Excerpts of location labeling data:
........

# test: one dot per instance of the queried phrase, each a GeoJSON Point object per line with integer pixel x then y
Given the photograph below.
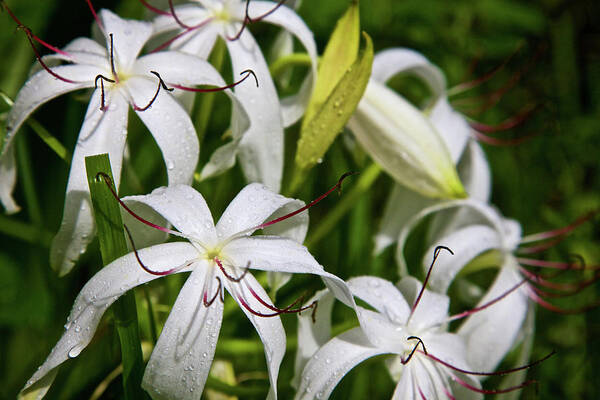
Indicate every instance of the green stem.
{"type": "Point", "coordinates": [349, 199]}
{"type": "Point", "coordinates": [281, 64]}
{"type": "Point", "coordinates": [113, 245]}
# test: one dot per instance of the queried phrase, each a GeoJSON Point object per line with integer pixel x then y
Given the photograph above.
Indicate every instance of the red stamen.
{"type": "Point", "coordinates": [95, 15]}
{"type": "Point", "coordinates": [153, 9]}
{"type": "Point", "coordinates": [161, 84]}
{"type": "Point", "coordinates": [148, 270]}
{"type": "Point", "coordinates": [488, 304]}
{"type": "Point", "coordinates": [337, 186]}
{"type": "Point", "coordinates": [231, 277]}
{"type": "Point", "coordinates": [497, 373]}
{"type": "Point", "coordinates": [247, 20]}
{"type": "Point", "coordinates": [436, 253]}
{"type": "Point", "coordinates": [208, 303]}
{"type": "Point", "coordinates": [491, 391]}
{"type": "Point", "coordinates": [560, 231]}
{"type": "Point", "coordinates": [248, 72]}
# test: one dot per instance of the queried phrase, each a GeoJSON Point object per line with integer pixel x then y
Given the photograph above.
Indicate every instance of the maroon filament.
{"type": "Point", "coordinates": [247, 73]}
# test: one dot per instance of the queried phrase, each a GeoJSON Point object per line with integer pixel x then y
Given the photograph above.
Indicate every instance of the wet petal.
{"type": "Point", "coordinates": [491, 333]}
{"type": "Point", "coordinates": [170, 126]}
{"type": "Point", "coordinates": [334, 360]}
{"type": "Point", "coordinates": [97, 295]}
{"type": "Point", "coordinates": [269, 329]}
{"type": "Point", "coordinates": [181, 359]}
{"type": "Point", "coordinates": [129, 37]}
{"type": "Point", "coordinates": [183, 207]}
{"type": "Point", "coordinates": [261, 149]}
{"type": "Point", "coordinates": [101, 132]}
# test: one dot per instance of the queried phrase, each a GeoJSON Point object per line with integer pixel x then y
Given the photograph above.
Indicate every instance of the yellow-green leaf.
{"type": "Point", "coordinates": [317, 134]}
{"type": "Point", "coordinates": [340, 53]}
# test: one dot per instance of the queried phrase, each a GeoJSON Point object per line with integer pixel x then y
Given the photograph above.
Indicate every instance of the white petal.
{"type": "Point", "coordinates": [129, 37]}
{"type": "Point", "coordinates": [388, 63]}
{"type": "Point", "coordinates": [184, 207]}
{"type": "Point", "coordinates": [182, 357]}
{"type": "Point", "coordinates": [474, 171]}
{"type": "Point", "coordinates": [334, 360]}
{"type": "Point", "coordinates": [488, 213]}
{"type": "Point", "coordinates": [312, 334]}
{"type": "Point", "coordinates": [8, 177]}
{"type": "Point", "coordinates": [292, 107]}
{"type": "Point", "coordinates": [42, 87]}
{"type": "Point", "coordinates": [253, 205]}
{"type": "Point", "coordinates": [452, 127]}
{"type": "Point", "coordinates": [269, 329]}
{"type": "Point", "coordinates": [466, 243]}
{"type": "Point", "coordinates": [491, 333]}
{"type": "Point", "coordinates": [101, 132]}
{"type": "Point", "coordinates": [98, 294]}
{"type": "Point", "coordinates": [382, 295]}
{"type": "Point", "coordinates": [171, 127]}
{"type": "Point", "coordinates": [400, 206]}
{"type": "Point", "coordinates": [403, 141]}
{"type": "Point", "coordinates": [261, 149]}
{"type": "Point", "coordinates": [432, 309]}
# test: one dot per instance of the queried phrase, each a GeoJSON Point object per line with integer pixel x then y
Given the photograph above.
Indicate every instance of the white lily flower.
{"type": "Point", "coordinates": [454, 131]}
{"type": "Point", "coordinates": [400, 137]}
{"type": "Point", "coordinates": [219, 257]}
{"type": "Point", "coordinates": [428, 362]}
{"type": "Point", "coordinates": [200, 23]}
{"type": "Point", "coordinates": [121, 80]}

........

OBJECTIVE: Your task is to return the entries above exactly, with no pictures.

SOLVED PROBLEM:
# test: one dot per instance of the queried phrase, each a GeoJSON Point object per line with integer pixel x then y
Given the photograph below.
Indicate every instance of the green stem.
{"type": "Point", "coordinates": [349, 199]}
{"type": "Point", "coordinates": [281, 64]}
{"type": "Point", "coordinates": [113, 245]}
# test: one dot per instance of the queried phrase, each a GeoJSON Point object per line with integer pixel x then y
Given the photograph above.
Indicate every instance of the red stamen.
{"type": "Point", "coordinates": [95, 15]}
{"type": "Point", "coordinates": [153, 9]}
{"type": "Point", "coordinates": [161, 84]}
{"type": "Point", "coordinates": [148, 270]}
{"type": "Point", "coordinates": [488, 304]}
{"type": "Point", "coordinates": [337, 186]}
{"type": "Point", "coordinates": [231, 277]}
{"type": "Point", "coordinates": [497, 373]}
{"type": "Point", "coordinates": [247, 20]}
{"type": "Point", "coordinates": [436, 253]}
{"type": "Point", "coordinates": [208, 303]}
{"type": "Point", "coordinates": [491, 391]}
{"type": "Point", "coordinates": [560, 231]}
{"type": "Point", "coordinates": [248, 72]}
# test: one dot per instance of the queried phrase, each a GeoJSON Point object per line with integer pixel x then y
Given the photograph above.
Indicate every instance of the maroon filament.
{"type": "Point", "coordinates": [247, 73]}
# test: one dot per instance of the queried phrase, each a GeoJSON Point object per line with integer pixel x then y
Given the photograph above.
Indicate every instance of the wet petal.
{"type": "Point", "coordinates": [491, 333]}
{"type": "Point", "coordinates": [170, 126]}
{"type": "Point", "coordinates": [334, 360]}
{"type": "Point", "coordinates": [97, 295]}
{"type": "Point", "coordinates": [269, 329]}
{"type": "Point", "coordinates": [181, 359]}
{"type": "Point", "coordinates": [129, 37]}
{"type": "Point", "coordinates": [183, 207]}
{"type": "Point", "coordinates": [261, 149]}
{"type": "Point", "coordinates": [101, 132]}
# test: one dot per instance of the queried phrase, each a GeoJSON Point object per line with integer pixel x then y
Given the photograph above.
Indicate every instance of the yellow-green leaf.
{"type": "Point", "coordinates": [317, 134]}
{"type": "Point", "coordinates": [340, 53]}
# test: one dot per instance of the queried phrase, each a GeoJSON Point object per line with integer pixel x then y
Given the photograph above.
Indicate every instance of the white petal.
{"type": "Point", "coordinates": [129, 37]}
{"type": "Point", "coordinates": [388, 63]}
{"type": "Point", "coordinates": [184, 207]}
{"type": "Point", "coordinates": [182, 357]}
{"type": "Point", "coordinates": [474, 171]}
{"type": "Point", "coordinates": [334, 360]}
{"type": "Point", "coordinates": [488, 213]}
{"type": "Point", "coordinates": [312, 334]}
{"type": "Point", "coordinates": [8, 177]}
{"type": "Point", "coordinates": [292, 107]}
{"type": "Point", "coordinates": [42, 87]}
{"type": "Point", "coordinates": [253, 205]}
{"type": "Point", "coordinates": [452, 127]}
{"type": "Point", "coordinates": [269, 329]}
{"type": "Point", "coordinates": [466, 243]}
{"type": "Point", "coordinates": [491, 333]}
{"type": "Point", "coordinates": [101, 132]}
{"type": "Point", "coordinates": [98, 294]}
{"type": "Point", "coordinates": [382, 295]}
{"type": "Point", "coordinates": [171, 127]}
{"type": "Point", "coordinates": [400, 206]}
{"type": "Point", "coordinates": [403, 141]}
{"type": "Point", "coordinates": [261, 149]}
{"type": "Point", "coordinates": [432, 309]}
# test: one dot per instance of the queried phrase, each a GeoJSON Point object per line with integer pixel x then y
Given the photograph above.
Indicate every instance of the white lily flower.
{"type": "Point", "coordinates": [454, 131]}
{"type": "Point", "coordinates": [400, 137]}
{"type": "Point", "coordinates": [219, 257]}
{"type": "Point", "coordinates": [428, 362]}
{"type": "Point", "coordinates": [200, 23]}
{"type": "Point", "coordinates": [121, 80]}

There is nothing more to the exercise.